Ex-Kicker Steffen Hofmann nahm die Anrufe am Kältetelefon entgegen.
Sabine Hertel

Ein Mittwochvormittag in der Zweiten Gruft in der Lacknergasse (Währing): Das Kältetelefon (Tel.: 480 45 53), das rund um die Uhr erreichbar ist, hat heute einen prominenten Gast. Ex-Rapid-Star Steffen Hofmann hat das Fußball-Feld mit dem Caritas-Büro getauscht.

Der 40-jährige Trainer ist der Caritas allerdings schon seit Längerem verbunden: "Ich wohne mit meiner Familie im 6. Bezirk, dort ist auch die "Gruft" (eine Unterkunft für Obdachlose, Anm.). Ich finde das ist eine super Sache. Jedes Jahr am Weihnachtstag schaue ich mit meinen Kindern dort vorbei", meint Hofmann, der immer wieder für die "Gruft" im Einsatz ist, sei es als Spendensammler gemeinsam mit den Ultras (Rapid-Fangemeinde), als Aushängeschild für das "Gruft Winterpaket" oder als Schiedsrichter bei einem Obdachlosen-Fußballturnier.

▸ Angezeigte Einträge

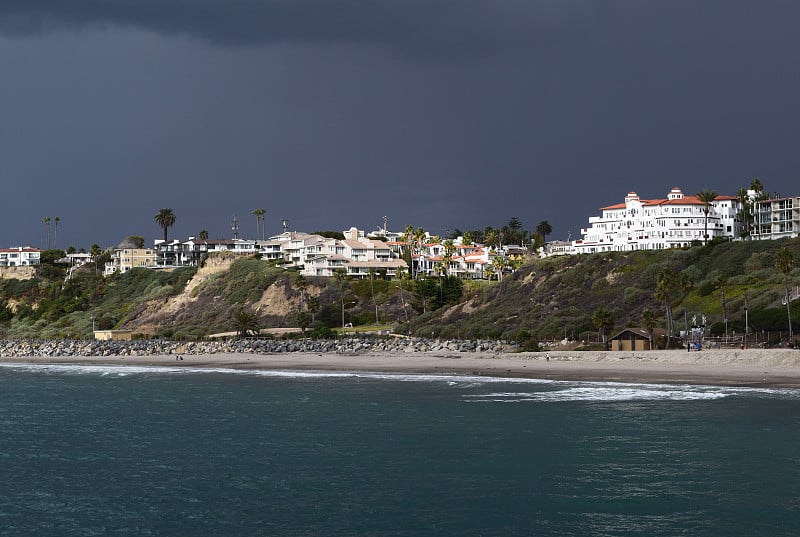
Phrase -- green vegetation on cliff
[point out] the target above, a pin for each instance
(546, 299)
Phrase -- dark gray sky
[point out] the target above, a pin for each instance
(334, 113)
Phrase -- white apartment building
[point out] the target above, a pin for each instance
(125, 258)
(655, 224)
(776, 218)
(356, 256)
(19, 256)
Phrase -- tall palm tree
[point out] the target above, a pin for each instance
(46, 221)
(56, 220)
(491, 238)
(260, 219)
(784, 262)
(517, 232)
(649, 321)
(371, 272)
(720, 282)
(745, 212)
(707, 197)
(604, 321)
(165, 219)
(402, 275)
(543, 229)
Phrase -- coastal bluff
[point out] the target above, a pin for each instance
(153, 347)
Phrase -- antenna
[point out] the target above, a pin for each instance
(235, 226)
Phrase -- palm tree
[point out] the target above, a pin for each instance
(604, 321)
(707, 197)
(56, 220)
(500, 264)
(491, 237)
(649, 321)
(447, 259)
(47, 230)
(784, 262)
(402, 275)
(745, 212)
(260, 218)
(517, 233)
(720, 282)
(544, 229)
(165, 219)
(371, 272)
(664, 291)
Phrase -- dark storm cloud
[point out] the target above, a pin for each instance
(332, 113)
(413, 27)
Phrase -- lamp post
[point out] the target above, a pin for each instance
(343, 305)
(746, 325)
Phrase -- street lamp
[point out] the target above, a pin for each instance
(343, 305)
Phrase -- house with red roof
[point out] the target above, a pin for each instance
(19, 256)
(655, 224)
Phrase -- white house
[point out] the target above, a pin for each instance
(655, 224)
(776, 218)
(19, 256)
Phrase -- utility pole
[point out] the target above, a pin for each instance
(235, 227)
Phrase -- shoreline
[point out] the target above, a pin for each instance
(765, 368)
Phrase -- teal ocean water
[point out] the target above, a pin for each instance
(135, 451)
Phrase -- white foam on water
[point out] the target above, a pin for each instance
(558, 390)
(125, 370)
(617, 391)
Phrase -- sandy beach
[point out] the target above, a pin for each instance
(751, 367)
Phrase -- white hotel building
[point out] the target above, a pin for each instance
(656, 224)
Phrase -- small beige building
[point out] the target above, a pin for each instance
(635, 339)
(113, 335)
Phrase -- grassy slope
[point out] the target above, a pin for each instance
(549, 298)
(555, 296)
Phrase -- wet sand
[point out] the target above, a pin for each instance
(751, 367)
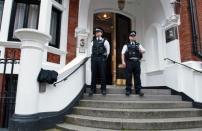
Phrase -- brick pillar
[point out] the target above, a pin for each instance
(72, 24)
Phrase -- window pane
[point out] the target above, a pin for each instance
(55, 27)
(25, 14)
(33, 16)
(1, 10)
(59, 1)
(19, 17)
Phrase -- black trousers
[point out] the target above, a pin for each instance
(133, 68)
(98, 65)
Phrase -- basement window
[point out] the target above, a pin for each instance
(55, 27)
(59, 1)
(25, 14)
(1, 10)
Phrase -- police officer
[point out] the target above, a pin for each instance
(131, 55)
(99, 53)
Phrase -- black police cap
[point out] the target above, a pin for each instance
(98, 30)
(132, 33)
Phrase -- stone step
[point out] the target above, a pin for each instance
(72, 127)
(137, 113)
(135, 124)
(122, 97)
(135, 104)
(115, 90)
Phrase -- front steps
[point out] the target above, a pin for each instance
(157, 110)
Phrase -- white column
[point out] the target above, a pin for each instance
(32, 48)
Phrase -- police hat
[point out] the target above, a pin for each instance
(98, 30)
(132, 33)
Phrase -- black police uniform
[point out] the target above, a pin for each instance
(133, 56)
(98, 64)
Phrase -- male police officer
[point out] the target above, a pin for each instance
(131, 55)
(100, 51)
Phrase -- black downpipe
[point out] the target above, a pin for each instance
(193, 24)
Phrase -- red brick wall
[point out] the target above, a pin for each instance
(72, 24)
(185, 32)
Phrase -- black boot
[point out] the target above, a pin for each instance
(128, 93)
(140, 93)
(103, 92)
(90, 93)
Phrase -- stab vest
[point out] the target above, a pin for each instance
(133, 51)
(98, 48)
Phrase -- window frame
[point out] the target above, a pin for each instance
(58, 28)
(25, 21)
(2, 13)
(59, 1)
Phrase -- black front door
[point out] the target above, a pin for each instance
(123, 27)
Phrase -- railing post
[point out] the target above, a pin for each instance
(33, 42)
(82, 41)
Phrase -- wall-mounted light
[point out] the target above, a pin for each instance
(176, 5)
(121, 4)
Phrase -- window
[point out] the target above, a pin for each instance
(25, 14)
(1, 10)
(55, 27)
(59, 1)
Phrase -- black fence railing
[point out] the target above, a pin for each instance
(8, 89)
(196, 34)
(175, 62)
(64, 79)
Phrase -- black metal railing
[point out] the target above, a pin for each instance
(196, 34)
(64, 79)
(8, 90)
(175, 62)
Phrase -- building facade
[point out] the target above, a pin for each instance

▸ Verständnisfragen
1. Beantworte zum Text über Steffen Hofmann am Kältetelefon:
(a) In welcher Gasse liegt die Zweite Gruft?
(b) Wie alt ist Hofmann?
(c) In welchem Bezirk wohnt er mit seiner Familie?
2. Setze den Text über Steffen Hofmann am Kältetelefon bitte nach seinem letzten Satz fort.

▸ Lösungen
1.
(a) In der Lacknergasse (Währing).
(b) 40 Jahre.
(c) Im 6. Bezirk.

2.
Rapid-Legende sitzt zum ersten Mal am Kältetelefon

Am Kältetelefon sitzt der Rekordspieler allerdings zum ersten Mal – und schon geht es los. Eine Anruferin meldet einen Mann, der in der U-Bahn-Station Neubaugasse am Boden schläft. Hofmann nimmt die Daten auf, fragt nach dem genauen Ort, ob der Mann einen Schlafsack hat und für Rückfragen nach der Handynummer der Anruferin: "Ich versuche, möglichst genaue Infos zu bekommen, damit wir jemanden hinschicken können. Wichtig ist zum Beispiel eine sehr genaue Beschreibung des Ortes und der Person, und ob ein Schlafsack vorhanden ist oder nicht", meint Hofmann, während er die Informationen in das Computer-System eingibt.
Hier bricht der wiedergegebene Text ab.